Work instruction:
With the images removed, write out each record exactly as given.

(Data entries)
----------

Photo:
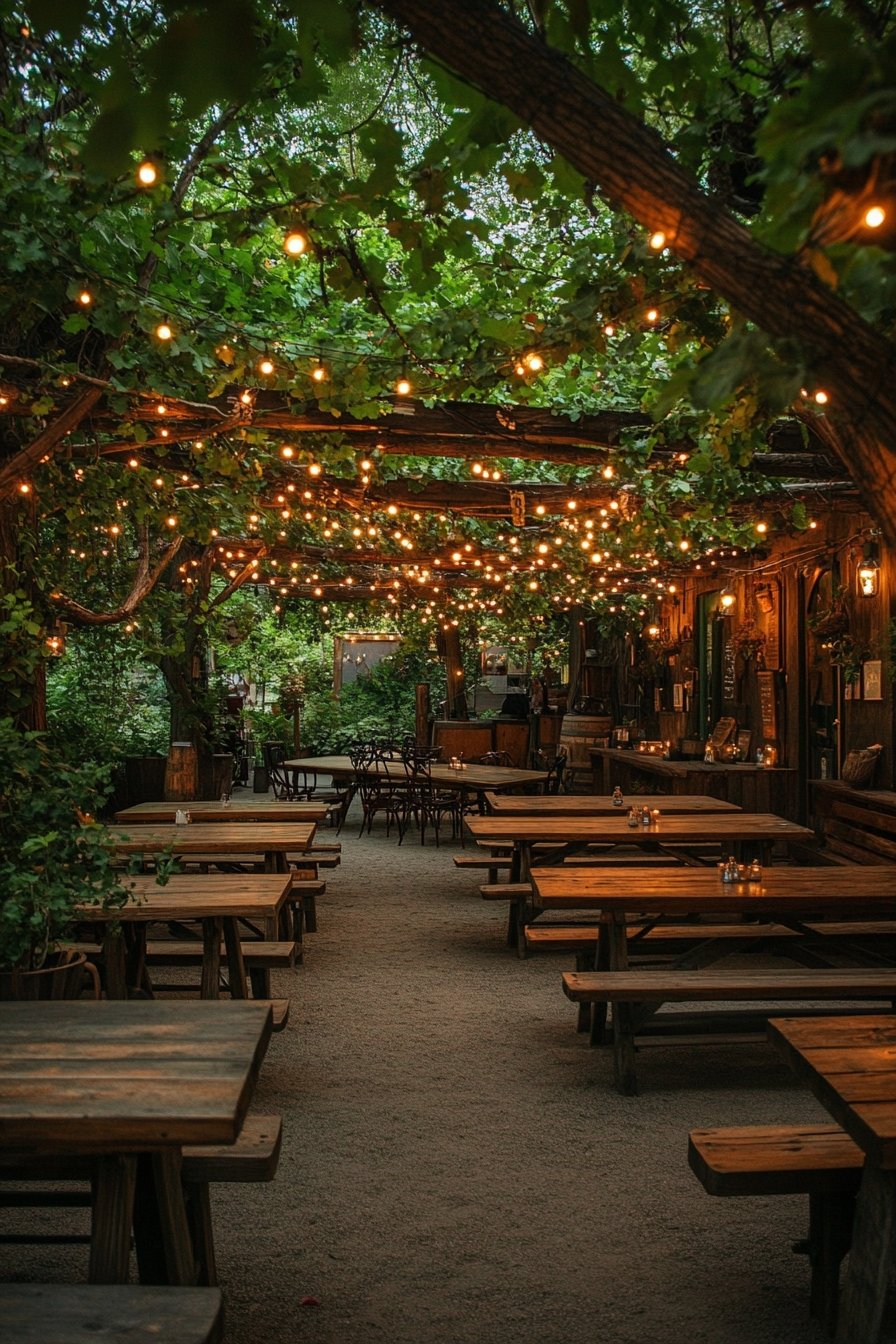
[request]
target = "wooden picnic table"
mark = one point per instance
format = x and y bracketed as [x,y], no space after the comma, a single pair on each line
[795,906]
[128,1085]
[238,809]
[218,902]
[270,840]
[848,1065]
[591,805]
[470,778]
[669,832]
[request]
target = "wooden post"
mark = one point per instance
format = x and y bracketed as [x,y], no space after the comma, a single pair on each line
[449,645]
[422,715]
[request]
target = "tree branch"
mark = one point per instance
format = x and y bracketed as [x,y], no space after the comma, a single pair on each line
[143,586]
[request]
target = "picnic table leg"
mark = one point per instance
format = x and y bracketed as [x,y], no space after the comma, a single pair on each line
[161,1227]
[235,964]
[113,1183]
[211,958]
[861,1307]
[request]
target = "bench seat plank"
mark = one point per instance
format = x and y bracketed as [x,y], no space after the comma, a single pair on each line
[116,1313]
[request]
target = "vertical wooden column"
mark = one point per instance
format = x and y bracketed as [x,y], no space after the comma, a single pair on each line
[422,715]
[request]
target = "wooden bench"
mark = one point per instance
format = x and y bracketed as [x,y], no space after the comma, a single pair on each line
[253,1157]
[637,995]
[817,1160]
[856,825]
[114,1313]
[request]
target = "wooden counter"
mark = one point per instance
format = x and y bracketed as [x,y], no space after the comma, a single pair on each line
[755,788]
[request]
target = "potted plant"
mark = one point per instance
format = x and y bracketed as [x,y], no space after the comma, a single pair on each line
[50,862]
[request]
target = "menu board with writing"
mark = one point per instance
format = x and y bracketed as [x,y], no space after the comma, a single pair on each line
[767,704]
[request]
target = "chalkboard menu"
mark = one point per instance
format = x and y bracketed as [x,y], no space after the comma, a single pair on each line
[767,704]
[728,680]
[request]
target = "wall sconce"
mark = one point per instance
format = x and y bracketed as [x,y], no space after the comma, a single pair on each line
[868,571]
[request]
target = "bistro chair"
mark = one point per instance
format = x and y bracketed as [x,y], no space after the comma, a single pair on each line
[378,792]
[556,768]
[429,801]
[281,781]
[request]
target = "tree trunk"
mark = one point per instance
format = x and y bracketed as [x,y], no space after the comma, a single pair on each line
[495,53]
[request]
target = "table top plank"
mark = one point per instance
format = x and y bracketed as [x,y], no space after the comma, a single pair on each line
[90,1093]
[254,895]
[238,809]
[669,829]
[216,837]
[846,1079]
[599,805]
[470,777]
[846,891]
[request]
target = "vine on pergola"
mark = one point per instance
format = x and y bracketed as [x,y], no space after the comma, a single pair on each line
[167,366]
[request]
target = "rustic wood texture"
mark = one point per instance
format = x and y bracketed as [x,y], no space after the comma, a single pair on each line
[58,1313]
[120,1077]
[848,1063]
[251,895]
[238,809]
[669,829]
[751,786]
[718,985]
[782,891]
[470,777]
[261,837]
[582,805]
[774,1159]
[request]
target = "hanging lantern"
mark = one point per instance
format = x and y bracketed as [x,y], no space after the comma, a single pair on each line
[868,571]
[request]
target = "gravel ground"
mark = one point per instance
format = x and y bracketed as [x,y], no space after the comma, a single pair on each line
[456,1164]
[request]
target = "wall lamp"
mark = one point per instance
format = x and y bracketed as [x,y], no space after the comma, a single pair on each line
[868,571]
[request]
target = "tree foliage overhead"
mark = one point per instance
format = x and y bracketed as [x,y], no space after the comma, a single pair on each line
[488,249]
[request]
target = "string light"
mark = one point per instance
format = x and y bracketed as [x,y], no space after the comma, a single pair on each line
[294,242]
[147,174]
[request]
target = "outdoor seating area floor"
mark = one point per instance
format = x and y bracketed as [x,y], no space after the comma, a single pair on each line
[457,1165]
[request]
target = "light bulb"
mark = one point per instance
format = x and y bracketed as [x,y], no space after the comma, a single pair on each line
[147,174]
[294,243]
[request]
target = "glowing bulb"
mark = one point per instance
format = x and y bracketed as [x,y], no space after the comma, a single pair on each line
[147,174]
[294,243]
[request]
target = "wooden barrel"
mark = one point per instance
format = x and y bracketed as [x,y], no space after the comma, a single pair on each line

----------

Answer to the problem:
Photo:
[request]
target = "wooden picnic table"
mark = one point per instance
format = x and y bracketed as [x,y], no space after the comma, a single pair on each line
[795,906]
[128,1085]
[238,809]
[218,902]
[270,840]
[848,1065]
[591,805]
[470,778]
[669,832]
[request]
target = "wooden post"
mark = one point per instance
format = x and y bracketed as [x,y], no space after the comma, a single pair on each line
[449,645]
[422,715]
[request]
target = "tree branch"
mark = one point per instance
format = x and y bracketed as [x,y], no space after the comma, a single pair on each line
[143,586]
[request]
target = "picnic table leg"
mark = one point per instance
format = x and y bracketed as [x,y], no space after the comma, a single pair on each line
[161,1227]
[235,964]
[113,1183]
[211,958]
[861,1307]
[request]
target = "bench seat plank"
mark = one point per instance
format = x and y bracketed as [x,y], no space after the comma, a single pair on each line
[116,1313]
[request]
target = "vertical wooden column"
mark = one point per instance
format = x and y bracketed as [x,y], no space after the comma, a single pair on each line
[422,715]
[request]
target = "wooden bench"
mark = one point per instance
format = x and y bracketed as [x,y], no space after the comma, a single pair on each line
[253,1157]
[637,995]
[817,1160]
[856,825]
[114,1313]
[request]
target = "wooden counter"
mark = one point per instance
format = x and y bracketed as [x,y], no space after the comma, a single pair on each line
[755,788]
[request]
target = "potted plant"
mark = one point per instance
format = x and y bracketed as [x,y], no space after the comma, a single pair on each line
[50,862]
[request]
target = "menu board with writing"
mark = one point per instance
format = x and y bracketed as [x,y], no space after the comma, a single pair on each line
[767,704]
[request]
target = "chalkboard menu"
mark = one point per instance
format = x and y bracketed as [x,y], no space after the comma, a single pair on each line
[767,704]
[728,680]
[request]
target = "wall sconce"
mark = one point per instance
format = x and y bracketed as [x,y], no space after the comma, a single pair on each line
[868,571]
[request]
target = "bistro chair"
mark = one point per instance
format = x and y bracketed as [x,y], no space after the comma, a single pair on each line
[378,792]
[556,768]
[429,801]
[281,781]
[request]
target = "tree trunk"
mark = one point per instance
format = x and y bracketed as [x,y], no space after the comma, a single pair on each line
[495,53]
[request]
target = "table top plank"
mark = one point per instance
format = x and y bracketed as [x,y], no space after the comma, a single pair on each line
[90,1093]
[254,895]
[238,809]
[669,829]
[216,837]
[846,1079]
[599,805]
[470,777]
[846,891]
[request]
target = "vine on pergola"
mark = one point per instance
format = x and y bracketed as [x,y], no space after the comma, a single pair on each line
[167,366]
[request]
target = "rustic wood texture"
mark = one point per instance
format = x and y bracketed as [x,y], no space after the comma, a single pair on each line
[58,1313]
[120,1077]
[848,1063]
[251,895]
[238,809]
[669,829]
[751,786]
[718,985]
[782,891]
[470,777]
[261,837]
[582,805]
[774,1159]
[request]
target = "hanging lantern"
mark = one point per instance
format = x and y bracketed as [x,y], no space after the comma, a single pair on each line
[868,571]
[request]
target = "gravel ground"
mark = one point per instance
format = x and y bracketed as [x,y], no space after the comma, a single pair on each line
[456,1164]
[request]
target = "wall lamp"
mark = one point per instance
format = x and y bracketed as [x,y], no space after the comma, a single pair on each line
[868,571]
[request]
target = "tree foliage overhead"
mark = one point per instance
format = x and y bracketed as [x,y], no space after the comma, a single pair on each line
[488,249]
[request]
target = "string light"
mark = one point per instance
format = x and y bracketed as [x,y], no space after the comma, a single pair on each line
[294,242]
[147,174]
[request]
target = "outdoor seating area floor"
mark = one point per instance
format = x and y bracketed as [x,y], no space after the comma, a single pair on each line
[457,1165]
[request]
target = "light bulb"
mark = one point per instance
format = x and y bracketed as [x,y], no space after the comma, a single pair on each line
[147,174]
[294,243]
[request]
target = "glowing bulb"
mark = one point per instance
format = x and y bracketed as [x,y], no space after the comma, a single pair on each line
[147,174]
[294,243]
[request]
target = "wooden barrel"
mark = one point per instance
format = x and y bracketed as [x,y], no space after the comma, a single pair on each line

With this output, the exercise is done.